_What you will do:_
Copy the lines of the listing below without any change, starting at the line that contains "of the reflection" and ending at the final line of the listing.

++++ Stored data

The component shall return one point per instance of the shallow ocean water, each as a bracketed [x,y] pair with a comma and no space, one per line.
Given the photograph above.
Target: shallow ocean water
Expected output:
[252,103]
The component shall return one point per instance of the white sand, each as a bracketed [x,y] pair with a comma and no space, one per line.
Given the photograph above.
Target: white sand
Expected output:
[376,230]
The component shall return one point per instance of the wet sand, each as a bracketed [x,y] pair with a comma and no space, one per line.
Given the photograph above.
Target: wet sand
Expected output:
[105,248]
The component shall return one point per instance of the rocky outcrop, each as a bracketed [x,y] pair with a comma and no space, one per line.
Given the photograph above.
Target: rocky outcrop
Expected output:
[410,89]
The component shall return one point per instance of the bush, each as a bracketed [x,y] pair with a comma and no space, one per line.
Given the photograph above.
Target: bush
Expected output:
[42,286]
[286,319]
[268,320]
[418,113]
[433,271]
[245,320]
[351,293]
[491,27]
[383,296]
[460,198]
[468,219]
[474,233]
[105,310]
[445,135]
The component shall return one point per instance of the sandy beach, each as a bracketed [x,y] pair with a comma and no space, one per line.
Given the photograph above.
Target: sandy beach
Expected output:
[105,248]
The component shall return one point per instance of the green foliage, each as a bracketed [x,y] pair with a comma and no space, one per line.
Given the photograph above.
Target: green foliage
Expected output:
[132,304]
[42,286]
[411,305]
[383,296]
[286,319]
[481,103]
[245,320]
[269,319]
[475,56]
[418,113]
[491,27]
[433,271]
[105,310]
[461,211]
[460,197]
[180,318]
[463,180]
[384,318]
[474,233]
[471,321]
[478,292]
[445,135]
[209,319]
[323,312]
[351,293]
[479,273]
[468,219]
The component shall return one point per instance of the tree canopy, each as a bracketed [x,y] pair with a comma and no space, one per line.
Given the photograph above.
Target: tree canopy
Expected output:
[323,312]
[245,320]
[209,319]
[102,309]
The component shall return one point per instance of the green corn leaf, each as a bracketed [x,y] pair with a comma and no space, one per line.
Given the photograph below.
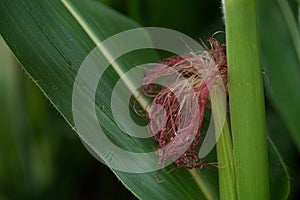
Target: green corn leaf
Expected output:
[51,40]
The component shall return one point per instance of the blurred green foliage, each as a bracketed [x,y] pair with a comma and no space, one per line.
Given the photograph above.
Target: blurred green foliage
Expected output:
[41,157]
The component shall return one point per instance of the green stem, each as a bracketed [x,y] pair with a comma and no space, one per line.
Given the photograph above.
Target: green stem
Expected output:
[247,109]
[227,182]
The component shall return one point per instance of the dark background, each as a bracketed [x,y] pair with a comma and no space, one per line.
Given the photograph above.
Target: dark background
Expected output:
[44,159]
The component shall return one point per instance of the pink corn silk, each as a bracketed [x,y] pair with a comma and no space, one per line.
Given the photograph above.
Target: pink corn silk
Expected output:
[174,127]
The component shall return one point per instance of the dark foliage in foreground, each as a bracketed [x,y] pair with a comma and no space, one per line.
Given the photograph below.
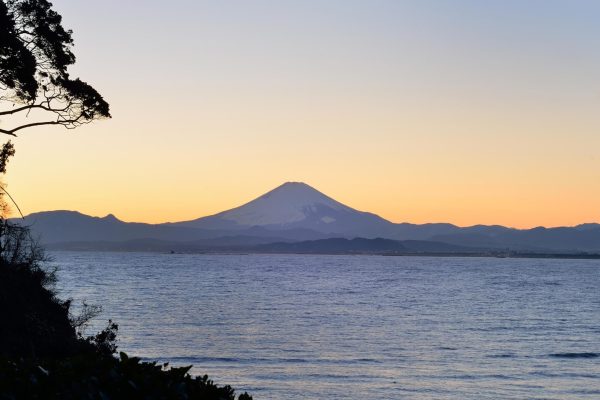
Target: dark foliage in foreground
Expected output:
[44,356]
[92,377]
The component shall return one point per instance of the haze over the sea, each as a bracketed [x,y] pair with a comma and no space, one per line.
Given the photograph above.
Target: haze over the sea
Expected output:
[465,112]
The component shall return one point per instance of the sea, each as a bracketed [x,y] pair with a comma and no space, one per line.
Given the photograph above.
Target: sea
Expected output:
[353,327]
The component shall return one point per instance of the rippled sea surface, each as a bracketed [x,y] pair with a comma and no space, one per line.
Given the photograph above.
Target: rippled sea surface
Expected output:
[360,327]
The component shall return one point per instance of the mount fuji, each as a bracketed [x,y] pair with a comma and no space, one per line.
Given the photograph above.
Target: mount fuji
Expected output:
[296,205]
[296,212]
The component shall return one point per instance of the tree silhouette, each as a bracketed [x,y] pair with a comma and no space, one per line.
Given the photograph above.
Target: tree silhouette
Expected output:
[35,87]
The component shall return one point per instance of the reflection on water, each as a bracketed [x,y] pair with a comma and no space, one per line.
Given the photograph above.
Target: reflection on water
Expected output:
[338,327]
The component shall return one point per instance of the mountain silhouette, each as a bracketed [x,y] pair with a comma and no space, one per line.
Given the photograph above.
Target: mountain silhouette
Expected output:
[296,212]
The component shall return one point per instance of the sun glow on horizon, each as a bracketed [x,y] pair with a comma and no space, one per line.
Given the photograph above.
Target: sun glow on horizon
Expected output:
[460,112]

++++++++

_The answer:_
The component shall return one point per instance of the reflection on water, each as a bracketed [x,y] pair with a comma and no space, one per line.
Given the photograph above.
Target: reflection on water
Expected output:
[338,327]
The component shall return one point per instance of the mountain silhouette, each as a bracketed [x,y] pair with a comma and no space, one per line.
Given the photograph above.
Target: mountain silhouette
Expected output:
[296,212]
The component shall return one point per instance of the sun glow on horizon, each as a bracketed [x,y] pair with a comma and no space, one per line.
Given the photograph above.
Target: sun glow on horizon
Expected output:
[460,112]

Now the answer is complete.